Listening through the Fall

A year ago, I was in the midst of preparing to leave for a winter and spring in Canada. As with so many things in life, that stint seems both recent and long ago. A much-needed summer focused on family and then an intensive fall semester of teaching have drawn my attentions in other directions, so I have tried to find ways to maintain some focus on moving forward in my artistic inquiries into listening.

Letters Not To Be Read #28, 2022, ink on paper

For the last few years, I’ve found it helpful to initiate a month-long daily practice in September, to carve out a bit of time for my own making in the midst of the beginning-of-semester whirlwind. This September it felt particularly important as a way of holding onto ideas from my fellowship time. I picked up a thread I began a few years ago, in asemic writing experiments with a friend, and I created a series of 30 Letters Not To Be Read. These will be included next month in SHUSH, an exhibition about secrets and silence curated by Micala Gingrich-Gaylord for Harvester Arts. Along with the letters, I wrote a series of daily listening scores, invitations to listen, which have since become a series of digital prints and will soon be an audio piece as well. Here’s just one of the September Scores:

Days hurry by
and years rush past,
handfuls and buckets of time
slipping away

Press pause and let yourself listen
in a stunned, hurried hush

Take a moment to write down a memory
before it runs off-

a sentence
a fragment
a few simple phrases

Words to remember
what has already been lost

In October I traveled to Minneapolis to finally install an exhibition that was postponed by 2-1/2 years because of the pandemic. In/Visible Care is on display in the Outlook Gallery at the Minnesota Center for Book Arts, October 12, 2022 – January 14, 2023. The Outlook Gallery is basically a window gallery that overlooks the street. It’s a fascinating liminal space between interior and exterior, between artist workspace and urban downtown. Embroidering in residence in the window during opening weekend offered me the opportunity to observe and be observed, to listen in new ways to the populations in this setting. When I return in January for the closing, I imagine that the cold and snow of Minnesota winter will alter the experience again and I look forward to those discoveries.

TRY IT: Transcribe the part of the blog post on listening between "In October I" and "to those discoveries.", inclusive.

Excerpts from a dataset
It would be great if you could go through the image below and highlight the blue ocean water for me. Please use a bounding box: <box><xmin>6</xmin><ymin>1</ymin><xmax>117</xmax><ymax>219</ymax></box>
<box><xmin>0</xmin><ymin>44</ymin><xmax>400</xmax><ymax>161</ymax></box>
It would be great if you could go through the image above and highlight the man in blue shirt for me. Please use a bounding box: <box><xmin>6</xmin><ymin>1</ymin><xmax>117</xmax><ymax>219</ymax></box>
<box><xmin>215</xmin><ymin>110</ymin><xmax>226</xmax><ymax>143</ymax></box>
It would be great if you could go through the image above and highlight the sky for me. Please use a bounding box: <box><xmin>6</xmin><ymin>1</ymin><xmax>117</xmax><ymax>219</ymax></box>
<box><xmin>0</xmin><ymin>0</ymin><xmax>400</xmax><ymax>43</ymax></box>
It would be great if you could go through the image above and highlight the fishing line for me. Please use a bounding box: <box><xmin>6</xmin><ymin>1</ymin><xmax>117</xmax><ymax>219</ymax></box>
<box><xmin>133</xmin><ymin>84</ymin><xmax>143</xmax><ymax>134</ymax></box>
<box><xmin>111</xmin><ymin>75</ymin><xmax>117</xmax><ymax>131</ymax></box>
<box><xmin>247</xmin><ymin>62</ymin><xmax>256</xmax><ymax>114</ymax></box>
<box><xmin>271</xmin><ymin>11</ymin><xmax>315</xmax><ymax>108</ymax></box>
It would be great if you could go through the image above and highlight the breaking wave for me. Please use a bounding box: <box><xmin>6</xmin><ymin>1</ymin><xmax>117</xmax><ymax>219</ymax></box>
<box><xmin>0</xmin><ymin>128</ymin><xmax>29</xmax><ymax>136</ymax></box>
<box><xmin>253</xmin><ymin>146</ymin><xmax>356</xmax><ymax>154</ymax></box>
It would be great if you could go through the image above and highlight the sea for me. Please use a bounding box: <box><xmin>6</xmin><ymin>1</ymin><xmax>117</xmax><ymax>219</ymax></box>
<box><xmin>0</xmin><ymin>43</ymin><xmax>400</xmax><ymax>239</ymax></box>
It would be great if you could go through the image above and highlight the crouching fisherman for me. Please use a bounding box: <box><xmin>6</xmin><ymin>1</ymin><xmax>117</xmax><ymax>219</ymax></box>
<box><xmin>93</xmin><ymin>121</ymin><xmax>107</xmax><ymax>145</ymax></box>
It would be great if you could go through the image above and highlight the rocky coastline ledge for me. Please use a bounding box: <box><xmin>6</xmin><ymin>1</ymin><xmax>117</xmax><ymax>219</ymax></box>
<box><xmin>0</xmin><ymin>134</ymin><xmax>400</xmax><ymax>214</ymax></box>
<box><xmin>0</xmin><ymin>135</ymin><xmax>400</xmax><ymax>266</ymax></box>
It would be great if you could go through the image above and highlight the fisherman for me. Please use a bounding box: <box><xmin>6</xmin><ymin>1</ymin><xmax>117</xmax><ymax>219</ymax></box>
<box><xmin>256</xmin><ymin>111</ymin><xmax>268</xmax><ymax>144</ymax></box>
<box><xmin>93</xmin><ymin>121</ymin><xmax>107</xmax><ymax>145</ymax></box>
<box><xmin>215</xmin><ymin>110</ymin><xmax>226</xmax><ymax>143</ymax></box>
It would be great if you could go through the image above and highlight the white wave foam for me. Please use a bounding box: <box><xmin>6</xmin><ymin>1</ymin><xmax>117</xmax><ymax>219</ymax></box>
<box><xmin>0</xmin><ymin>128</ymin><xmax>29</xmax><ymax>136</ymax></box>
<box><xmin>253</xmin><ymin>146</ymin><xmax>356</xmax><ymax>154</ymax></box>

EXERCISE ANSWER:
In October I traveled to Minneapolis to finally install an exhibition that was postponed by 2-1/2 years because of the pandemic. In/Visible Care is on display in the Outlook Gallery at the Minnesota Center for Book Arts, October 12, 2022 – January 14, 2023. The Outlook Gallery is basically a window gallery that overlooks the street. It’s a fascinating liminal space between interior and exterior, between artist workspace and urban downtown. Embroidering in residence in the window during opening weekend offered me the opportunity to observe and be observed, to listen in new ways to the populations in this setting. When I return in January for the closing, I imagine that the cold and snow of Minnesota winter will alter the experience again and I look forward to those discoveries.